* [DIRECTIONS]: Give every line of the material again, exactly as written.

* [TASK INPUT]:

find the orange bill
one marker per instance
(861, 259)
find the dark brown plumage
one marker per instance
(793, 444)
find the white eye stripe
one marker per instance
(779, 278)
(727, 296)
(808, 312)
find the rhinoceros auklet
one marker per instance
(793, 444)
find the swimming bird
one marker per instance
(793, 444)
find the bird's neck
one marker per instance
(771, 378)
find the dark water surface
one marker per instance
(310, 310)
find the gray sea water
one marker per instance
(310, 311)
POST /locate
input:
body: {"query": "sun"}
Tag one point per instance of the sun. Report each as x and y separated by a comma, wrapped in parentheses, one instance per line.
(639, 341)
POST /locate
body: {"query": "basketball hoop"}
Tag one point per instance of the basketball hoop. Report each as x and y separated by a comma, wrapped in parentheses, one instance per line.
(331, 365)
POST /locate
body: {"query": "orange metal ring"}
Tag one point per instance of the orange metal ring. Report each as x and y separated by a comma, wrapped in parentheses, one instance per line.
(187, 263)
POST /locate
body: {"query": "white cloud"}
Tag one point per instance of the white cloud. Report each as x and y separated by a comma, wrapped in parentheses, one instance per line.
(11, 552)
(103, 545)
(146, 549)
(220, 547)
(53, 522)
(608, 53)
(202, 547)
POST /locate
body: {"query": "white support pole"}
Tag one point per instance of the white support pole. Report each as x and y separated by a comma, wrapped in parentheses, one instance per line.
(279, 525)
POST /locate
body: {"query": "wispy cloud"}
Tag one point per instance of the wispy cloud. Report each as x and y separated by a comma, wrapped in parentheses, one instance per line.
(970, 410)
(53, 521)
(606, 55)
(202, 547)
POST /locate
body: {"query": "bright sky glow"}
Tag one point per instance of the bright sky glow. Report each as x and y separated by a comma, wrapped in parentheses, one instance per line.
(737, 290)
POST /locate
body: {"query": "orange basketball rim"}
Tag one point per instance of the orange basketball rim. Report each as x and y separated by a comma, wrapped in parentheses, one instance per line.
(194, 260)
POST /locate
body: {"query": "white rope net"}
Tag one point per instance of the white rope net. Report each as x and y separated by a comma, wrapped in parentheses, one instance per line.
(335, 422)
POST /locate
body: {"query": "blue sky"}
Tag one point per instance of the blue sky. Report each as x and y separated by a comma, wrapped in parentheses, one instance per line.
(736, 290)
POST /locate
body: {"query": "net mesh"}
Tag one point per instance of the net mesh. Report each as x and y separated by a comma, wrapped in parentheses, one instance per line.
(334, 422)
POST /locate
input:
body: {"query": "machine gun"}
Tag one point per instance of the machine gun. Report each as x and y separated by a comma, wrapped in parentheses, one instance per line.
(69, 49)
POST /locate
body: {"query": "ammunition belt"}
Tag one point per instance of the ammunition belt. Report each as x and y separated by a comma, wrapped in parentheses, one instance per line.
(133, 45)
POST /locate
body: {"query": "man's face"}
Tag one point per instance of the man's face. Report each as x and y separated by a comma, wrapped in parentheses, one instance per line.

* [WRITTEN REPLY]:
find the orange bill
one marker per instance
(861, 259)
find the dark brown plumage
one marker per instance
(793, 444)
find the white eye stripe
one marker per instance
(779, 278)
(727, 296)
(808, 312)
find the rhinoceros auklet
one marker per instance
(793, 444)
find the swimming bird
one marker per instance
(793, 444)
find the bird's neck
one marker per instance
(771, 378)
find the dark water surface
one marker per instance
(310, 310)
find the gray sea water
one marker per instance
(310, 311)
POST /locate
input:
body: {"query": "sun"}
Tag one point per instance of the sun. Report each as x and y separated by a comma, wrapped in parentheses, one instance per line.
(639, 341)
POST /locate
body: {"query": "basketball hoop"}
Tag one point per instance of the basketball hoop. Report each as x and y separated by a comma, wrapped in parentheses, one instance per line.
(331, 365)
POST /locate
body: {"query": "orange metal ring"}
Tag one point per instance of the orange metal ring. Report each as x and y separated by a comma, wrapped in parentheses, one instance per line.
(187, 263)
POST /locate
body: {"query": "white cloud"}
Tag one point per instance of the white cloud. Report each as x and y separated by a comma, wrapped in parentheses, one instance per line.
(11, 552)
(103, 545)
(146, 549)
(220, 547)
(53, 522)
(608, 53)
(202, 547)
POST /locate
body: {"query": "white support pole"}
Tag one point per instance of the white support pole. Report each as x and y separated by a comma, wrapped in parentheses, one instance per line.
(279, 525)
POST /locate
body: {"query": "wispy cloud"}
Tag one point per instance of the wispy cloud. Report each as x and y separated by a comma, wrapped in parentheses, one instance per line.
(970, 410)
(53, 521)
(606, 55)
(202, 547)
POST /locate
body: {"query": "bright sky glow"}
Tag one point per instance of the bright sky glow. Report each as x and y separated by a comma, wrapped in parentheses, one instance per line.
(737, 290)
POST /locate
body: {"query": "orange basketball rim"}
Tag one point per instance of the orange basketball rim. Report each as x and y separated by a comma, wrapped in parentheses, one instance per line.
(194, 260)
POST /locate
body: {"query": "white rope net"}
Tag one point per instance of the white rope net. Report each as x and y separated by a comma, wrapped in parentheses, one instance per line.
(335, 422)
POST /locate
body: {"query": "blue sky"}
Tag one point per instance of the blue sky. Report each as x and y separated by a comma, wrapped in parentheses, one instance per line.
(736, 290)
POST /locate
body: {"query": "net mesh"}
Tag one point per instance of the net mesh. Report each as x and y separated by a comma, wrapped in parentheses, one instance per line.
(334, 422)
POST /locate
input:
body: {"query": "machine gun"}
Tag one point per instance of the machine gun. Report each as x and y separated by a comma, wrapped in parentheses, one instance per line.
(69, 49)
POST /locate
body: {"query": "ammunition belt"}
Tag one point per instance of the ammunition belt. Report each as x and y separated by a comma, wrapped in parentheses, one instance per line.
(133, 45)
POST /locate
body: {"query": "man's face"}
Tag one point per instance of the man's face. Report each as x and y separated by a comma, wrapped in parentheses, one instance per line.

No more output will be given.